## The data
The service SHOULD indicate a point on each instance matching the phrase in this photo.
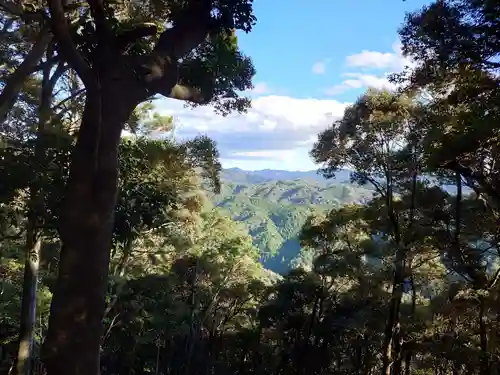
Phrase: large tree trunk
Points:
(73, 343)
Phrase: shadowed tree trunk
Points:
(73, 342)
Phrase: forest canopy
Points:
(114, 261)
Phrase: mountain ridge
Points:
(273, 205)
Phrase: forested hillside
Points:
(273, 207)
(113, 260)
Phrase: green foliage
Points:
(274, 212)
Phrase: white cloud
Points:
(260, 88)
(276, 131)
(392, 61)
(388, 62)
(320, 66)
(359, 80)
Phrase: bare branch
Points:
(67, 47)
(15, 81)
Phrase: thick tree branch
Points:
(190, 30)
(129, 36)
(16, 80)
(181, 92)
(67, 47)
(14, 8)
(99, 14)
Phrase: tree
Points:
(456, 45)
(122, 59)
(371, 138)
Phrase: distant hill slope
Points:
(274, 205)
(237, 175)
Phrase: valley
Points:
(273, 205)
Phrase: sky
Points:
(311, 61)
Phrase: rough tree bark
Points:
(114, 88)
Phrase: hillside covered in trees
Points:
(274, 206)
(113, 260)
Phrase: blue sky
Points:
(311, 61)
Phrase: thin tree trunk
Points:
(34, 235)
(392, 325)
(483, 338)
(16, 80)
(28, 304)
(72, 346)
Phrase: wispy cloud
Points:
(393, 61)
(360, 80)
(277, 129)
(373, 68)
(261, 88)
(319, 67)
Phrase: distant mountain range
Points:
(237, 175)
(274, 205)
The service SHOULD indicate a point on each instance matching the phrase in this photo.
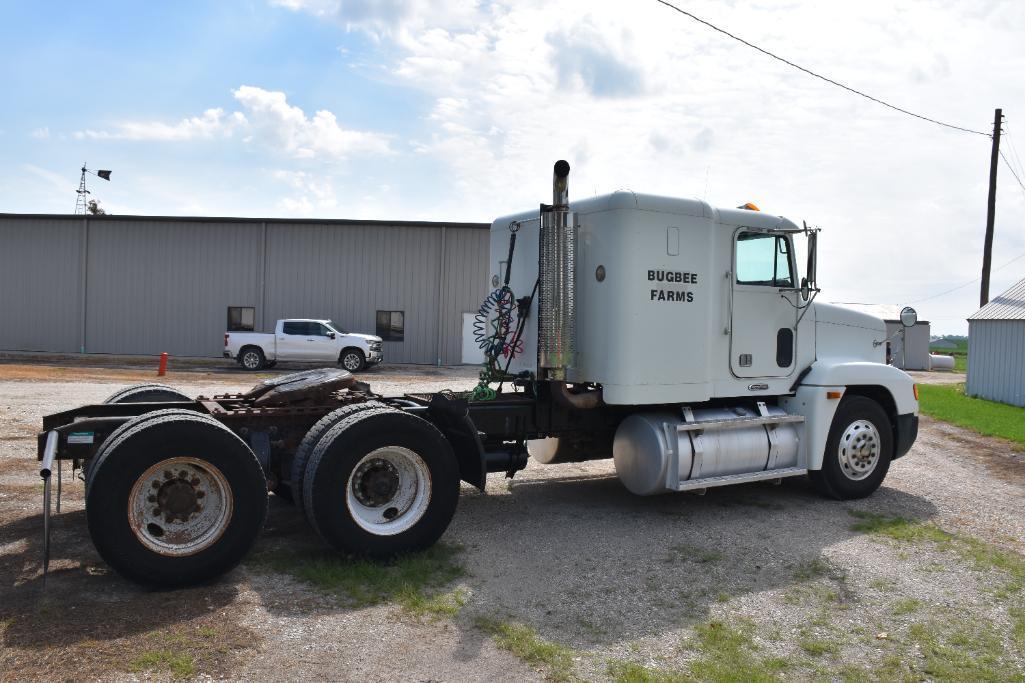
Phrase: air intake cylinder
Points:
(556, 334)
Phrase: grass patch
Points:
(948, 402)
(982, 556)
(728, 655)
(523, 641)
(971, 652)
(179, 664)
(411, 580)
(817, 646)
(686, 553)
(630, 672)
(905, 606)
(813, 569)
(1018, 627)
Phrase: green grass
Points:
(982, 556)
(630, 672)
(523, 641)
(948, 402)
(728, 655)
(411, 580)
(905, 606)
(180, 665)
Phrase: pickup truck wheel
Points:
(251, 358)
(305, 449)
(150, 393)
(353, 360)
(381, 483)
(174, 499)
(858, 450)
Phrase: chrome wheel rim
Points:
(388, 490)
(859, 449)
(179, 507)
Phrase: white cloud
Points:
(267, 118)
(671, 107)
(213, 123)
(287, 127)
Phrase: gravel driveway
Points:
(583, 579)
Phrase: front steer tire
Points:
(859, 448)
(167, 460)
(381, 483)
(252, 358)
(353, 360)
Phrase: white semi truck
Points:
(675, 338)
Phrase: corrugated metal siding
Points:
(996, 360)
(1009, 305)
(157, 285)
(40, 273)
(166, 286)
(466, 283)
(349, 274)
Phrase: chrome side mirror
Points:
(908, 317)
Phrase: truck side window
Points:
(764, 259)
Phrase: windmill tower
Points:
(82, 201)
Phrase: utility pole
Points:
(987, 250)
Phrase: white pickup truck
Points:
(303, 339)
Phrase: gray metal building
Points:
(148, 284)
(996, 349)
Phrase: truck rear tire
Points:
(353, 360)
(174, 499)
(149, 393)
(858, 452)
(381, 483)
(305, 449)
(251, 358)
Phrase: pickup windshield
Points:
(336, 328)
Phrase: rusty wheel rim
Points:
(179, 507)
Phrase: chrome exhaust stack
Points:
(557, 333)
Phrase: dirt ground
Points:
(604, 583)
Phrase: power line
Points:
(819, 76)
(1012, 169)
(961, 286)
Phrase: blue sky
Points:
(439, 110)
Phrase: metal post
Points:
(987, 249)
(441, 298)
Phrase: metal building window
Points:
(391, 325)
(241, 319)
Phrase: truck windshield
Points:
(337, 328)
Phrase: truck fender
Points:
(891, 388)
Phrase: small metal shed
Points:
(907, 350)
(996, 343)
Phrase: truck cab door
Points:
(763, 333)
(292, 343)
(321, 344)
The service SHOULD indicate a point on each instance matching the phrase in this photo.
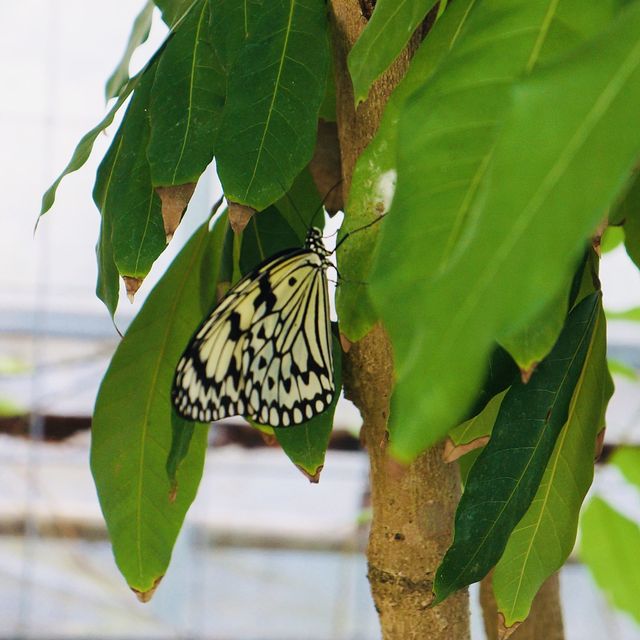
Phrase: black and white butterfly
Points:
(265, 351)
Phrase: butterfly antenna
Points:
(366, 226)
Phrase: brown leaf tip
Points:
(174, 203)
(131, 285)
(239, 216)
(525, 374)
(314, 478)
(145, 596)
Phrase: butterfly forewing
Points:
(265, 351)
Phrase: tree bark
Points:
(413, 508)
(544, 621)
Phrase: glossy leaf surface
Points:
(505, 478)
(275, 90)
(132, 426)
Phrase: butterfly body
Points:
(264, 352)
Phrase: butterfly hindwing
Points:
(265, 351)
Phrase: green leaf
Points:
(501, 373)
(505, 478)
(139, 34)
(609, 547)
(301, 206)
(627, 459)
(173, 10)
(478, 427)
(124, 193)
(132, 424)
(629, 211)
(306, 444)
(83, 149)
(531, 343)
(374, 176)
(544, 538)
(616, 367)
(232, 23)
(276, 87)
(108, 282)
(523, 236)
(266, 234)
(611, 238)
(385, 36)
(186, 103)
(629, 315)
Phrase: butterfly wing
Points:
(265, 351)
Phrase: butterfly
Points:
(265, 351)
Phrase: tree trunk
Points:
(544, 621)
(413, 508)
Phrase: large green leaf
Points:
(275, 89)
(139, 34)
(173, 10)
(83, 149)
(499, 262)
(374, 176)
(306, 444)
(385, 36)
(186, 103)
(132, 424)
(544, 538)
(609, 547)
(124, 193)
(232, 23)
(504, 479)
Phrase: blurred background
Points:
(263, 555)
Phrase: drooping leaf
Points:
(374, 177)
(385, 36)
(609, 546)
(505, 478)
(108, 281)
(544, 538)
(139, 34)
(132, 424)
(186, 103)
(275, 90)
(523, 236)
(124, 193)
(306, 444)
(232, 23)
(83, 149)
(473, 433)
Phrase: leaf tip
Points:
(175, 200)
(131, 285)
(145, 596)
(505, 632)
(314, 478)
(239, 216)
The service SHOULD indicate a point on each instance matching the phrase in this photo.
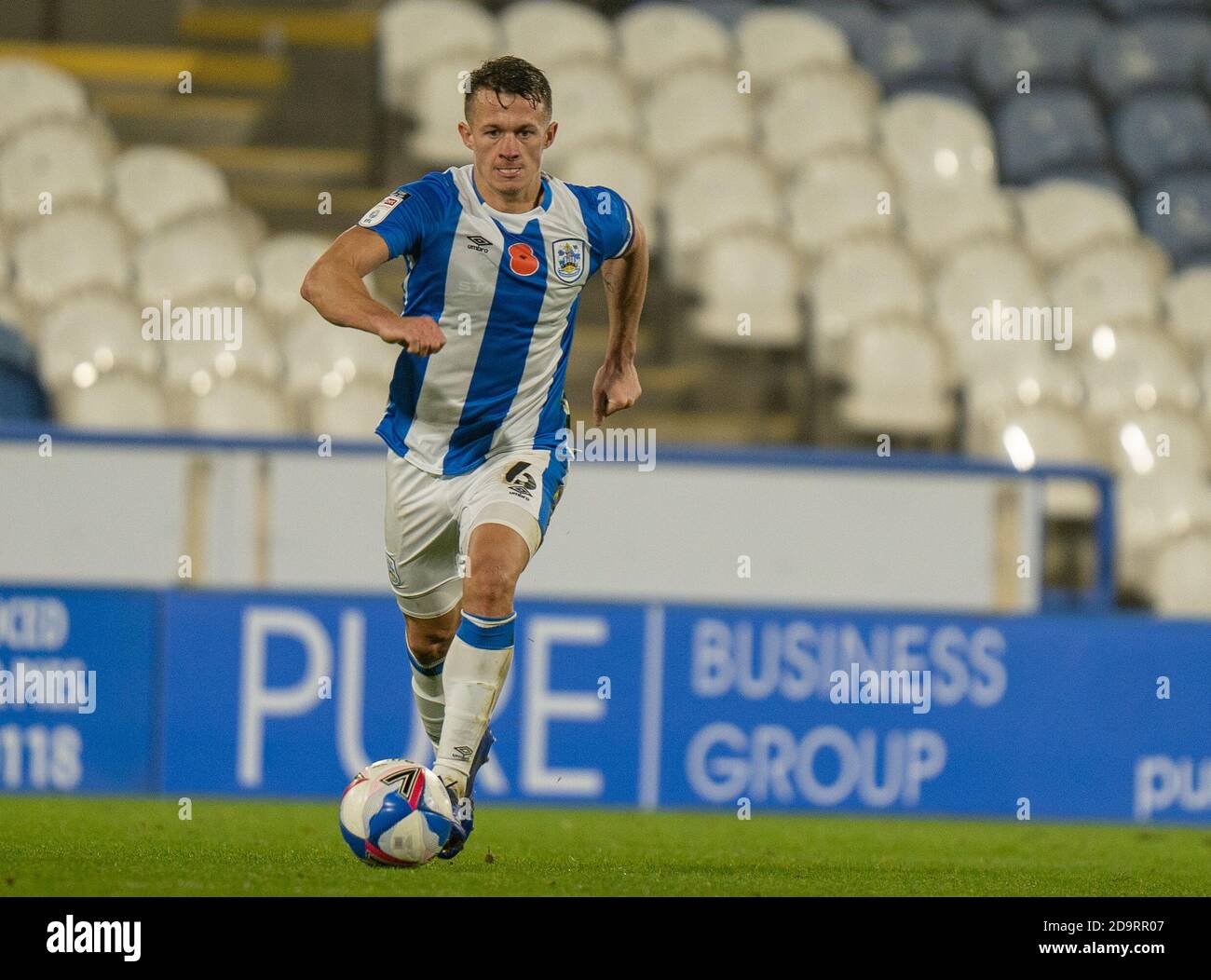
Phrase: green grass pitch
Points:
(71, 846)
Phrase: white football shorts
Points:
(429, 520)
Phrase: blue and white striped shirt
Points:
(504, 289)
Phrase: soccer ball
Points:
(396, 813)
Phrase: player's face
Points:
(508, 142)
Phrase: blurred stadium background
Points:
(1030, 153)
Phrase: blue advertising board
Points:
(631, 705)
(77, 689)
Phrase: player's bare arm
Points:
(617, 386)
(334, 286)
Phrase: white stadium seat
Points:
(746, 282)
(553, 33)
(975, 279)
(897, 378)
(776, 43)
(1178, 579)
(660, 41)
(412, 34)
(940, 221)
(281, 263)
(859, 282)
(69, 161)
(32, 91)
(92, 334)
(628, 171)
(714, 196)
(824, 112)
(1064, 218)
(936, 141)
(157, 185)
(1114, 283)
(1187, 298)
(73, 250)
(1130, 370)
(593, 107)
(694, 112)
(194, 257)
(836, 198)
(113, 402)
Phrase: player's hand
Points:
(617, 387)
(416, 334)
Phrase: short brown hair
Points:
(511, 76)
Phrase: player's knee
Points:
(489, 592)
(429, 642)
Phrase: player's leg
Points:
(420, 535)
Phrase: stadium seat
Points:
(778, 43)
(858, 282)
(1136, 370)
(91, 334)
(1041, 132)
(929, 140)
(1041, 434)
(197, 256)
(749, 274)
(113, 402)
(22, 398)
(1188, 307)
(628, 171)
(279, 265)
(899, 380)
(1159, 132)
(157, 185)
(717, 194)
(937, 221)
(1050, 44)
(555, 33)
(1178, 578)
(593, 107)
(925, 41)
(856, 19)
(33, 91)
(1062, 218)
(661, 40)
(68, 161)
(1115, 283)
(976, 279)
(1186, 230)
(347, 410)
(836, 198)
(693, 112)
(412, 34)
(1154, 52)
(819, 113)
(74, 250)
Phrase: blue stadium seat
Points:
(1157, 132)
(932, 41)
(1135, 7)
(1155, 52)
(858, 19)
(1186, 230)
(22, 398)
(1053, 45)
(1044, 131)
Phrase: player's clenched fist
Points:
(418, 334)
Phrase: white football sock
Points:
(427, 690)
(476, 668)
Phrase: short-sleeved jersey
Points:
(504, 289)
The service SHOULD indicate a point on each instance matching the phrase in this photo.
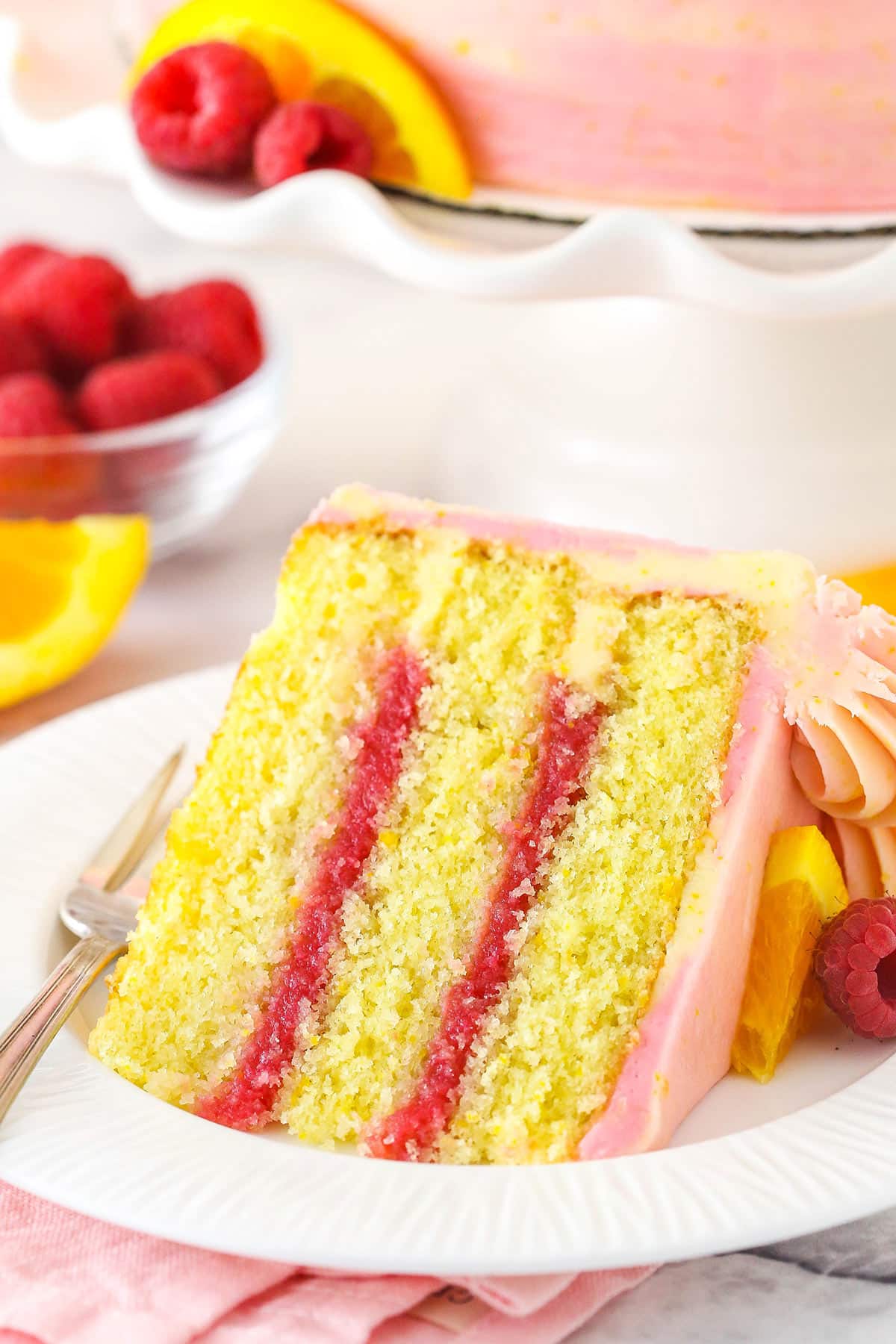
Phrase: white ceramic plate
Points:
(494, 253)
(753, 1164)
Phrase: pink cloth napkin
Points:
(69, 1280)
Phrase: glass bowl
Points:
(181, 472)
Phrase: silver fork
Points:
(101, 909)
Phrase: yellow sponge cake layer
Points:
(503, 623)
(551, 1053)
(437, 738)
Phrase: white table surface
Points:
(373, 369)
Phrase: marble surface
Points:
(374, 366)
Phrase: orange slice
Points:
(876, 585)
(319, 50)
(62, 591)
(802, 889)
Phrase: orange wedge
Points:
(876, 586)
(62, 591)
(319, 50)
(802, 890)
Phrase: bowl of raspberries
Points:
(120, 402)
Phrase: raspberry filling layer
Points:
(246, 1097)
(567, 739)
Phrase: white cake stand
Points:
(503, 245)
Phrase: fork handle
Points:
(25, 1041)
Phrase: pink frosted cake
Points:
(774, 105)
(470, 873)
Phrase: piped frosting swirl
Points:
(844, 750)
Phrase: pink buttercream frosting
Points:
(777, 105)
(815, 742)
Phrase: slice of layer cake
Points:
(472, 868)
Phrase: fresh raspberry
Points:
(75, 304)
(16, 258)
(146, 388)
(20, 351)
(213, 319)
(198, 109)
(301, 136)
(31, 406)
(855, 961)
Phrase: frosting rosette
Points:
(842, 707)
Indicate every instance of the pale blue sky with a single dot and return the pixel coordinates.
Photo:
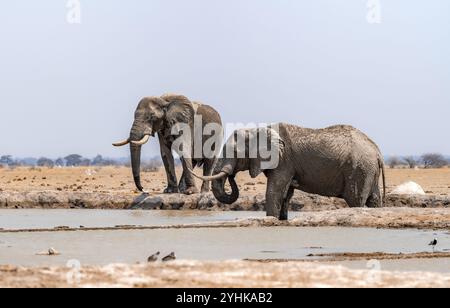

## Exercise directions
Extract each line of the records that contains the word "brown", treating uppercase and lowercase as different.

## Problem solution
Phrase: brown leaf tip
Phrase: short brown hair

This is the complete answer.